**Exercise instructions:** From the page excerpt, reproduce the part that opens with the words containing "Deborah Samson was" and closes with "socially and legally.", swapping "Continental Army" for "colonial army".

**Page excerpt:**
Tami | 1 comments Heroic Vignettes, Feminine Americans. Read about such inspiring women as:

(1760 - 1799)
Toypurina was of the Tongva Tribe
near what is now known as the Los Angeles
Basin area. As a young child she reveled in the
native ways of her tribe, the Kumi-Vit, who had
lived in the same area for hundreds of
generations and knew each rock and tree that
was in their midst. An exceptionally bright
child, she not only learned to dance, laugh,
grow food, harvest, and to weave, but it is also
said that she had supernatural powers.

Deborah Samson Gannett
(December 17, 1760 - April 29, 1827)
Deborah Samson was the first
American woman to be awarded a soldier’s
pension; a pension that was awarded to her for
having fought successfully in the American
Revolution. At the age of twenty-one, Deborah
Samson enlisted in the Continental Army as
Robert Shurtlieff. Just this one act of enlisting
in the Army in itself displays the courage of a
soldier, given that getting caught could land her
with a grievous penalty, socially and legally.

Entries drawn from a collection
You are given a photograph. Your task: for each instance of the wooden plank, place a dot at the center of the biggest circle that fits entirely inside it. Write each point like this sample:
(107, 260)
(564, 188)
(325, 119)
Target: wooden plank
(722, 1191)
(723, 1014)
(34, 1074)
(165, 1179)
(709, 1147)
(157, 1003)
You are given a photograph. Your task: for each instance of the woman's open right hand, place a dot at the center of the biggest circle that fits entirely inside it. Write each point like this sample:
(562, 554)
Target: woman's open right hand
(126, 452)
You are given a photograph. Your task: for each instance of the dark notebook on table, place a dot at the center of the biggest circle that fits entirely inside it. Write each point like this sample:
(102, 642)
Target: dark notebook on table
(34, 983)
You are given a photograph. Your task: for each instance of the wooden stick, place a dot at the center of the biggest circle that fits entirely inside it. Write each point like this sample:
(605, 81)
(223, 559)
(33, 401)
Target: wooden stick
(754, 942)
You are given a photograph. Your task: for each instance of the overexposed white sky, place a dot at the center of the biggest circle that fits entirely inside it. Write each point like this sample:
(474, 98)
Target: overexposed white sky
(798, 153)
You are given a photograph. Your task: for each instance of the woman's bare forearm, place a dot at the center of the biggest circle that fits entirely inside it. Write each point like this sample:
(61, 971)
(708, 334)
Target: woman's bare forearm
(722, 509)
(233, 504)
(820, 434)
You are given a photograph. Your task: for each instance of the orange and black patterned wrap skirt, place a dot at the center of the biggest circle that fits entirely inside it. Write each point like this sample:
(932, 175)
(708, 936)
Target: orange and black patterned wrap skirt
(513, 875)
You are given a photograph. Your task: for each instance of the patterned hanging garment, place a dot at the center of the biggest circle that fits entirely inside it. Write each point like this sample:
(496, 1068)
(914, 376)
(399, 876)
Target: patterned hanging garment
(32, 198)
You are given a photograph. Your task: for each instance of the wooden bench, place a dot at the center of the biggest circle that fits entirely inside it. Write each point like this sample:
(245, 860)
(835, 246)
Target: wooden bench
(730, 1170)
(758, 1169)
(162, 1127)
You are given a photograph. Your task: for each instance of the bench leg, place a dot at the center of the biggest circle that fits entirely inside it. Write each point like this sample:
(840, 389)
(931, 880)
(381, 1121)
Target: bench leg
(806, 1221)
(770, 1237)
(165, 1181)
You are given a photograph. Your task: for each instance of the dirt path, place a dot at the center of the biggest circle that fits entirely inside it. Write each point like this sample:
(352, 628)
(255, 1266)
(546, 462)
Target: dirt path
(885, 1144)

**The completed task:**
Deborah Samson was the first
American woman to be awarded a soldier’s
pension; a pension that was awarded to her for
having fought successfully in the American
Revolution. At the age of twenty-one, Deborah
Samson enlisted in the colonial army as
Robert Shurtlieff. Just this one act of enlisting
in the Army in itself displays the courage of a
soldier, given that getting caught could land her
with a grievous penalty, socially and legally.